-- begin --
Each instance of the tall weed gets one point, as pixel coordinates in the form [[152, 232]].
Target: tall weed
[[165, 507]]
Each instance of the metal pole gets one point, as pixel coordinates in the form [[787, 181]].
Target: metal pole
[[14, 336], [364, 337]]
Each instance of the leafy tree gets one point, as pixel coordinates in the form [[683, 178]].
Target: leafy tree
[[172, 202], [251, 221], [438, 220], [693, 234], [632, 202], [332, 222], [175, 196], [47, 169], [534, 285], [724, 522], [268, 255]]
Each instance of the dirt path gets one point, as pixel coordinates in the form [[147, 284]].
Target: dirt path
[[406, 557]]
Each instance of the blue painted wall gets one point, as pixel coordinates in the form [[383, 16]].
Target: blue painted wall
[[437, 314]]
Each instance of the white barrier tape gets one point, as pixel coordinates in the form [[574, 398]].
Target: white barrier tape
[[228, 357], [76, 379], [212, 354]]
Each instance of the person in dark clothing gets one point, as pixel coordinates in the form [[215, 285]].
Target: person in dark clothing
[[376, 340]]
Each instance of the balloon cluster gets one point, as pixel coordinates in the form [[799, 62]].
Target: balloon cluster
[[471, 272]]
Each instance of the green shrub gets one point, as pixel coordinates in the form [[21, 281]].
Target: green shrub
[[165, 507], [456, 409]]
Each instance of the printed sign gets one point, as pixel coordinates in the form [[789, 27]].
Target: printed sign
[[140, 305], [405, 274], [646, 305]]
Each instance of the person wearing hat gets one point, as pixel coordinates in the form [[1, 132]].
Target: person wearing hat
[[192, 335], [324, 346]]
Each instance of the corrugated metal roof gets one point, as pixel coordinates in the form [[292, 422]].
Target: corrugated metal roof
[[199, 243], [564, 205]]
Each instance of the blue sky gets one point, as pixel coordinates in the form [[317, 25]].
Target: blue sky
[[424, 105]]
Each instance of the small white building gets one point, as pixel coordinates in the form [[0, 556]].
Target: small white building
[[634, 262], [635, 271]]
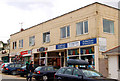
-- end --
WORK REQUIRED:
Please copy the data from the line with "Each instance of the green" to the line with "[[192, 335], [324, 346]]", both ends included, keeping the requests intact but offsetting every coordinate in the answers by adding 44 to it. Leave the sample coordinates inside the requests unchanged.

WRITTEN RESPONSE:
Each instance of the green shrub gets one point, as pixel coordinates in the form [[21, 281]].
Target: green shrub
[[209, 551], [500, 453]]
Each instance of the printed sign gets one point, as pixel coordinates in the form [[789, 27]].
Target: printed sign
[[184, 349], [449, 318], [690, 349]]
Each instance of the person wearing hat gets one point, as pixel coordinates in the form [[1, 132]].
Target: person wearing hat
[[236, 379], [368, 390]]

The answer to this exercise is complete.